▸ Passage given
START

Is it possible to turn from your faith?

Daily Reading: (Matthew 24:9-10):

“Then you will be handed over to be persecuted and put to death, and you will be hated by all nations because of me. At that time many will turn away from the faith and will betray and hate each other.”

The question of “Is it possible to turn from your faith?”, has been asked in various forms, such as, “is it possible to lose your salvation?” Some try and justify the answer as yes by taking a singular verse without any context to the verse at all.

“At that time many will turn away from the faith and will betray and hate each other” (Matthew 24:10-11).

If this is all you read of what Jesus said you would be inclined to believe that it is possible to turn away from the faith and lose your salvation. This is a flawed understanding of what has happened to a believer at salvation, and who is the One who upholds our salvation. If the New Covenant was struck between you and God then most certainly you could lose your salvation, in fact, we all would, and then what would make that different from the Old Covenant? What would the purpose of the cross be if Jesus’ sacrifice for our sins did not remove our present or future sins too? But if the New Covenant is between God the Father and Jesus the Son (which it is), and Jesus upholds this Covenant then we are simply beneficiaries of this will or Covenant because we are a part of the family of God. This is explicitly what Hebrews 9:15-17 says. It is the wrong question to ask, “can you lose your salvation?” because you were not the author of your own salvation, it was by grace through faith that you were saved, this is not from yourselves, it is the gift of God (Ephesians 2:8). So, the question one must ask is, “is your salvation secure in Christ?”

“Then you will be handed over to be persecuted and put to death, and you will be hated by all nations because of me. At that time many will turn away from the faith and will betray and hate each other” (Matthew 24:9-10).

So, there are a few things to note here: Barnes Notes on the Bible says the following: “Not that real Christians would do this, but those who had professed to be such would then show that they were not His true followers and would hate one another.”[1]

If someone goes to a church worship service does that make them a Christian? If someone says they identify themselves as being a Christian based on the good works they do in the name of the Lord does that make them a Christian either? The answer to both of these questions is no.

END

Carry on the devotional about whether a believer can turn from the faith, starting right after its final sentence.

▸ Dataset rows
START

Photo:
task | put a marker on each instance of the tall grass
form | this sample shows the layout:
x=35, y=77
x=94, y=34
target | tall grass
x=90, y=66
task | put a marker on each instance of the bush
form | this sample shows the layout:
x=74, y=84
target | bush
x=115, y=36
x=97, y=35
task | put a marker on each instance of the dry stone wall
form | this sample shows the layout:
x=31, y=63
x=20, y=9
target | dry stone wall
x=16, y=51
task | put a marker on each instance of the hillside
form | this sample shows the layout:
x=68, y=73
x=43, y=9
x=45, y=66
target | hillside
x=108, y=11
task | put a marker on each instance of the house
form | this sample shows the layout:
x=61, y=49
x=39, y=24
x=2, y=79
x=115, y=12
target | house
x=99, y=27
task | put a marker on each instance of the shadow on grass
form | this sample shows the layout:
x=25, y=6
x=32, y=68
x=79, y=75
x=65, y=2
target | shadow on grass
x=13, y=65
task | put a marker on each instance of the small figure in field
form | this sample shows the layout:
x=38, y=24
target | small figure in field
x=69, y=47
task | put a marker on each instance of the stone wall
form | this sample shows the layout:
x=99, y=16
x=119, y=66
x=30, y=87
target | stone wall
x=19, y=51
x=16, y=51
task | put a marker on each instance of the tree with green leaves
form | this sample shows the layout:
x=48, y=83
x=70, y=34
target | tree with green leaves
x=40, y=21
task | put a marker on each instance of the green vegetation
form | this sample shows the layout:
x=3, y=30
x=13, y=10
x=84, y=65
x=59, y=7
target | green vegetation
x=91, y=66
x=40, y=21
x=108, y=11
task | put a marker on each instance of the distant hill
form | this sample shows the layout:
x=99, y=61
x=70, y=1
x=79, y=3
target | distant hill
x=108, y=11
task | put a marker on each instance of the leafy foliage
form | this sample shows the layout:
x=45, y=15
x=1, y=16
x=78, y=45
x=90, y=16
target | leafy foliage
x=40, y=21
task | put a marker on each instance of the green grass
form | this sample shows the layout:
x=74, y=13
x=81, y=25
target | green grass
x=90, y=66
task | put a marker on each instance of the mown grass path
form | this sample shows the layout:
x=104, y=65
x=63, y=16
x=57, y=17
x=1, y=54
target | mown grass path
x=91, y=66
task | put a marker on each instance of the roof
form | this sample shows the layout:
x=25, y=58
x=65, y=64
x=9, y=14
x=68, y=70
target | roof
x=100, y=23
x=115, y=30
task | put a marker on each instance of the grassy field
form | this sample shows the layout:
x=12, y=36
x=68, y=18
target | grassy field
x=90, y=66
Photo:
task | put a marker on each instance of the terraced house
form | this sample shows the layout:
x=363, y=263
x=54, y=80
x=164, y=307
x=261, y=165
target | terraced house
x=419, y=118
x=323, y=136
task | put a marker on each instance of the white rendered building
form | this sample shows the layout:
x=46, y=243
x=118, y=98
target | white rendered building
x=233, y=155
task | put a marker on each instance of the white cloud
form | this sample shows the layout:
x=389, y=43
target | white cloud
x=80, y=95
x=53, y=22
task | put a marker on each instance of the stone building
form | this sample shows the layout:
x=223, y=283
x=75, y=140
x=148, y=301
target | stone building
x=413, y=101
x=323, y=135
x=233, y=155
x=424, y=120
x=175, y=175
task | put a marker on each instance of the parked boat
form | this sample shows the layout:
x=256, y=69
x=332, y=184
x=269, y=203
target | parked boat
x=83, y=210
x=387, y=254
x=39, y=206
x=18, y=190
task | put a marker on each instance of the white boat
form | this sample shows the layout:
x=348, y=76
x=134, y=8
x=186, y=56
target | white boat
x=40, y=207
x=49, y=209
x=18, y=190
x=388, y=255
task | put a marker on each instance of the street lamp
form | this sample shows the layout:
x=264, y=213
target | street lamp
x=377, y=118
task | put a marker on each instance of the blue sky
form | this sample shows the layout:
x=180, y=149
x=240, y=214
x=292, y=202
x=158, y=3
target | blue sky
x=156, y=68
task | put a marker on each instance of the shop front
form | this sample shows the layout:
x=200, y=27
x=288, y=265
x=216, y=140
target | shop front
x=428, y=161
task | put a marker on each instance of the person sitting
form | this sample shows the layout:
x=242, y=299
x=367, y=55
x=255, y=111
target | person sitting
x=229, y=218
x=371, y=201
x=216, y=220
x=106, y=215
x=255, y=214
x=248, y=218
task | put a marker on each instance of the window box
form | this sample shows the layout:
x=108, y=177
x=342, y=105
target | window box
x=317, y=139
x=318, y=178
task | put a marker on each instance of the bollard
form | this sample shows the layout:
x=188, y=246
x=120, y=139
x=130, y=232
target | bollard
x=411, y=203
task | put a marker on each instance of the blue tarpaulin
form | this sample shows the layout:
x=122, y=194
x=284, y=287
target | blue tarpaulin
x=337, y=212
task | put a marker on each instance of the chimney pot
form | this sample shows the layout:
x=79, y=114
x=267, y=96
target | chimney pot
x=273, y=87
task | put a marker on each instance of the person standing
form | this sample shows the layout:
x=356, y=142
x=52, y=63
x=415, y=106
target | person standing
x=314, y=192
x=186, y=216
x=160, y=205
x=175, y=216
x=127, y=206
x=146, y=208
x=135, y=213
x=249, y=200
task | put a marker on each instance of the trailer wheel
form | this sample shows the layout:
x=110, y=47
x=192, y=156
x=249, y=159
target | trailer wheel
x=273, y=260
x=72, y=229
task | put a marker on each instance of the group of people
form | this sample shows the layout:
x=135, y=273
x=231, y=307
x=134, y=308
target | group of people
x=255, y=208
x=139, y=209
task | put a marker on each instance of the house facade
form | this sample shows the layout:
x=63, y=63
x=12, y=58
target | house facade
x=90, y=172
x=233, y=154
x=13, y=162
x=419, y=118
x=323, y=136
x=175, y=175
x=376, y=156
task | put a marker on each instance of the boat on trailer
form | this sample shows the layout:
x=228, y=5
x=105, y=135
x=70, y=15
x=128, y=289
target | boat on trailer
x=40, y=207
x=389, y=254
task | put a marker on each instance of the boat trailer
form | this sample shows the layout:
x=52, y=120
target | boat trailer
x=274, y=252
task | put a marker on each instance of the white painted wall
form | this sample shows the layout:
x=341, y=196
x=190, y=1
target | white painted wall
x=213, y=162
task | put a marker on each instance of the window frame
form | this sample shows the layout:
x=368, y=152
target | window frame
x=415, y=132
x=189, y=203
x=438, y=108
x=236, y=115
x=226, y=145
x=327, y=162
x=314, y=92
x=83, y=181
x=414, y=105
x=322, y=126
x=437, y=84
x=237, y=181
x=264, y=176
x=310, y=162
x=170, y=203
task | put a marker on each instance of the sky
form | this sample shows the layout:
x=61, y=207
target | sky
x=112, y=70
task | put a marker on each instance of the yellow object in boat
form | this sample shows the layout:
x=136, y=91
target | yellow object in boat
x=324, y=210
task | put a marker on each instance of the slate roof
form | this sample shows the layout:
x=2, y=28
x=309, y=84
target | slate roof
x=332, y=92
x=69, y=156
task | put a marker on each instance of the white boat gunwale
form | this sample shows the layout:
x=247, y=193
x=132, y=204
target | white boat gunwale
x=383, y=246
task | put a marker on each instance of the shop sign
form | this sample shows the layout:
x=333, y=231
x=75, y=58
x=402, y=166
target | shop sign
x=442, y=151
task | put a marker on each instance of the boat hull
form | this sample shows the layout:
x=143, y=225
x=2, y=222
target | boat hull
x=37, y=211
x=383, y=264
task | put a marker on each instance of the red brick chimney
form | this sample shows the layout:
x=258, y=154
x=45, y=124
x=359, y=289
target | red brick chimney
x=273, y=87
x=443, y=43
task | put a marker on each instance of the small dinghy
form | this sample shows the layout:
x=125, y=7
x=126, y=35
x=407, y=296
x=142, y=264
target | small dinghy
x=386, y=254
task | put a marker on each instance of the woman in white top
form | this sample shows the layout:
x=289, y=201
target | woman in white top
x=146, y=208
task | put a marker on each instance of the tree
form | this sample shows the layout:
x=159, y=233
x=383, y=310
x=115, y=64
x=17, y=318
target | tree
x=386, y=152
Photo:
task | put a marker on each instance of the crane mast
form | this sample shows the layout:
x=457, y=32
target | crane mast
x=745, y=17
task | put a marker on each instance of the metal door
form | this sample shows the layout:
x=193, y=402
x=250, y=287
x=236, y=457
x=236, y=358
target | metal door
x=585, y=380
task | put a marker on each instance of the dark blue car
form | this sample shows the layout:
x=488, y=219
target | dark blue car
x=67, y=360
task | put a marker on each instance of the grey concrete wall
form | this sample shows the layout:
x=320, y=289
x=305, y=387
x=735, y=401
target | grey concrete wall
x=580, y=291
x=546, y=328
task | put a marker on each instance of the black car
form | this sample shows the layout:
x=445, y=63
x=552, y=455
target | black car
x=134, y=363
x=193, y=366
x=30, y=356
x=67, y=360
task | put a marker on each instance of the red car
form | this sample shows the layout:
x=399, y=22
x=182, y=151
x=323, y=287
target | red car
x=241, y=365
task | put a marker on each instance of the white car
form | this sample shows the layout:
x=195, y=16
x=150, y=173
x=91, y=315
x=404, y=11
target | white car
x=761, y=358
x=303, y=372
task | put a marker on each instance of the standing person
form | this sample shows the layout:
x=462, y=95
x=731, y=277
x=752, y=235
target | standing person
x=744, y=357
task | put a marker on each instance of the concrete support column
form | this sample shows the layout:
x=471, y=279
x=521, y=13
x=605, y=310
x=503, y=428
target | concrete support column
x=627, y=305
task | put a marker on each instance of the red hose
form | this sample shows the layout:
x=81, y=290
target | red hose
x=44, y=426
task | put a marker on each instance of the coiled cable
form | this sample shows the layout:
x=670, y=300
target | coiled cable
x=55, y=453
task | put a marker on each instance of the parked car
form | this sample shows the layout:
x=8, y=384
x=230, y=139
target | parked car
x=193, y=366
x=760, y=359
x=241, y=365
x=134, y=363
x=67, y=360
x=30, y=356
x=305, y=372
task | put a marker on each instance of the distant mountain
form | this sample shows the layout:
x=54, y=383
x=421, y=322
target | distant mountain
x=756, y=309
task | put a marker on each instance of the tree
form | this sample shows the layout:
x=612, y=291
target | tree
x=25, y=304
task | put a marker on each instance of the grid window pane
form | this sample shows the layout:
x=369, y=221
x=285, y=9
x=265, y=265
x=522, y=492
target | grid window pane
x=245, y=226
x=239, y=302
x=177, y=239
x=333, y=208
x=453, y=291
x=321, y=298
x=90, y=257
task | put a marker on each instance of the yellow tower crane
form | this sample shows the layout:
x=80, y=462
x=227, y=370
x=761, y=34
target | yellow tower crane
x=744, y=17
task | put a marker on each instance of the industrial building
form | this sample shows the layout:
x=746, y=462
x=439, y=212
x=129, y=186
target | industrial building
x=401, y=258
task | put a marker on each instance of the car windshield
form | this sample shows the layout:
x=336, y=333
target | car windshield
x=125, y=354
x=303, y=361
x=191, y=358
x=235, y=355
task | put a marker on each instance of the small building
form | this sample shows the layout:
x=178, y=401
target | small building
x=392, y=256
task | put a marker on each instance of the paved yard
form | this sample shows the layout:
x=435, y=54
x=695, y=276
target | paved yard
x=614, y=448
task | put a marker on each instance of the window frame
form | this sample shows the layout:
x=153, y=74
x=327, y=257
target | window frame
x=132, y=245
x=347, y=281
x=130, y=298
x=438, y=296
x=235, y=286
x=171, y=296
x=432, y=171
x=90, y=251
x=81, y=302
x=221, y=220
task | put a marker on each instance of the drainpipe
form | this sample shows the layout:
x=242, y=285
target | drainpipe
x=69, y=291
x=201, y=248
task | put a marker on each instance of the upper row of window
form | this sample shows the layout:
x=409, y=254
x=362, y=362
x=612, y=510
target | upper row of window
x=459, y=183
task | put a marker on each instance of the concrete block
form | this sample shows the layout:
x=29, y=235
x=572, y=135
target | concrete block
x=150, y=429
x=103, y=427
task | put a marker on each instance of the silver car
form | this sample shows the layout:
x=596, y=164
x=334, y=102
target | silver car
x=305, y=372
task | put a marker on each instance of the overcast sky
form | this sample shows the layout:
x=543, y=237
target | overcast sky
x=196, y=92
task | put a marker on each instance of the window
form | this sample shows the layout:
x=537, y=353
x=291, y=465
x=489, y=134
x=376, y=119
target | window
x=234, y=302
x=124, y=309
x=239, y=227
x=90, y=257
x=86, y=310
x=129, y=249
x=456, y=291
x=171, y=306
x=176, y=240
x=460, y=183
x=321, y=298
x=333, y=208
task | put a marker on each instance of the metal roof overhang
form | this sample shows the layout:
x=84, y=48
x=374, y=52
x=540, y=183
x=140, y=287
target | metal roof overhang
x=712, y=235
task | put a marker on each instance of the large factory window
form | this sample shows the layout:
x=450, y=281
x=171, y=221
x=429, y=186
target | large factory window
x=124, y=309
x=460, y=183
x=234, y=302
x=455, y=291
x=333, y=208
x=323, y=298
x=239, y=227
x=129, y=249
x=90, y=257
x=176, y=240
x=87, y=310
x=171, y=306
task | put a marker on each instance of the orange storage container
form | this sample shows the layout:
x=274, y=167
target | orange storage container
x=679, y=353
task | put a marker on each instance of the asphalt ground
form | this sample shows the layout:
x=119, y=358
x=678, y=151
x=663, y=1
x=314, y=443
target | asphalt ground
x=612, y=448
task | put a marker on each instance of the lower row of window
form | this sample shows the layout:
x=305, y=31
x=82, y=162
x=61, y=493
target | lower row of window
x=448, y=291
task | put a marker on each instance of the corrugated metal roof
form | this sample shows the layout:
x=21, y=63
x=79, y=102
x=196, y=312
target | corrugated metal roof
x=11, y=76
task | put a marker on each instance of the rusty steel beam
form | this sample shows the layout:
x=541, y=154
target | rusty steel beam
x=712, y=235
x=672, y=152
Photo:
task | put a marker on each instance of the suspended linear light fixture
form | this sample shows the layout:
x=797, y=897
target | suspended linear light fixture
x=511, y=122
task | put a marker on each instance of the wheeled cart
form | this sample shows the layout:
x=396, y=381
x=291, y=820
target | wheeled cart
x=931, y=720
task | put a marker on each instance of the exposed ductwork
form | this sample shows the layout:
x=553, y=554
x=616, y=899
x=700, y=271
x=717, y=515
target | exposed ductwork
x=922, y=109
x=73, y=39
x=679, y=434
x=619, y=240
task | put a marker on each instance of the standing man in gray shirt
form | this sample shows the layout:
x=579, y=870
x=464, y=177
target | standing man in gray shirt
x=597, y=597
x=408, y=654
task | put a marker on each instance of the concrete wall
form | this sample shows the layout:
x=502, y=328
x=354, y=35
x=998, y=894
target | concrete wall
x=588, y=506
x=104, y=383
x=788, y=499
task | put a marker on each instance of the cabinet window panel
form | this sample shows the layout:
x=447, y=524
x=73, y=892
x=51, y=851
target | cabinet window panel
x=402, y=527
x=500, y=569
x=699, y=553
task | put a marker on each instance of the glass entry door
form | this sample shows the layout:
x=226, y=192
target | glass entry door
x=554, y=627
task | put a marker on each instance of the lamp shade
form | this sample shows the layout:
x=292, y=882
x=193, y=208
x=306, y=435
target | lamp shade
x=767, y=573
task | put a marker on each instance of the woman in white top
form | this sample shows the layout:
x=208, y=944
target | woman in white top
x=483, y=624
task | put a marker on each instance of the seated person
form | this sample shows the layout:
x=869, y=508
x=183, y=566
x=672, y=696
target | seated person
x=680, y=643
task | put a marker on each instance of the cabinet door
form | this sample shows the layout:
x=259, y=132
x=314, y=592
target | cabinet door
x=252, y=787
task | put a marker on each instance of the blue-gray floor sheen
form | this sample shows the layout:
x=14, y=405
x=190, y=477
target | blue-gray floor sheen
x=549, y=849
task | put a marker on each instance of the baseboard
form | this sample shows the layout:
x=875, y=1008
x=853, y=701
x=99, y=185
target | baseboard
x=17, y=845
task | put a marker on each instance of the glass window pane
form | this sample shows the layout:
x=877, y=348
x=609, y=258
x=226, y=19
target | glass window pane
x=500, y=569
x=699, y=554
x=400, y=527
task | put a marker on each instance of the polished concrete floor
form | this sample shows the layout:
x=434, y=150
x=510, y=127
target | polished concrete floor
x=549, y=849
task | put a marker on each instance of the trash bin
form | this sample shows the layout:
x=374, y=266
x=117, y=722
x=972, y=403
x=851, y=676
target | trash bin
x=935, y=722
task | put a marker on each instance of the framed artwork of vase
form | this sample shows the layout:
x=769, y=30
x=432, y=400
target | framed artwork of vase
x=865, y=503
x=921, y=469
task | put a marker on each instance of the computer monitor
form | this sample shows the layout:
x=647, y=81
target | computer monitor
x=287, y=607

END

▸ The answer
Jesus said in Matthew 7:15, “Watch out for false prophets. They come to you in sheep’s clothing, but inwardly they are ferocious wolves.” Some of the people who are attached to the church will not be God’s sheep, they aren’t saved, they never were, and they have pretended to be something they are not. In the last days, they will turn Christians in to be put to death, we learn this from Matthew 24. This is happening even now, in other countries outside of America. This shouldn’t surprise us as we are living in the last days and this will only increase. So, we established that not all who belong to a church are saved.  Let’s continue:

Matthew 7:21-23: “Not everyone who says to Me, ‘Lord, Lord,’ will enter the Kingdom of Heaven, but only he who does the will of My Father in Heaven. Many will say to Me on that day, ‘Lord, Lord, did we not prophesy in Your name, and in Your name drive out demons and perform many miracles?’ Then I will tell them plainly, ‘I never knew you; depart from Me, you workers of lawlessness!’”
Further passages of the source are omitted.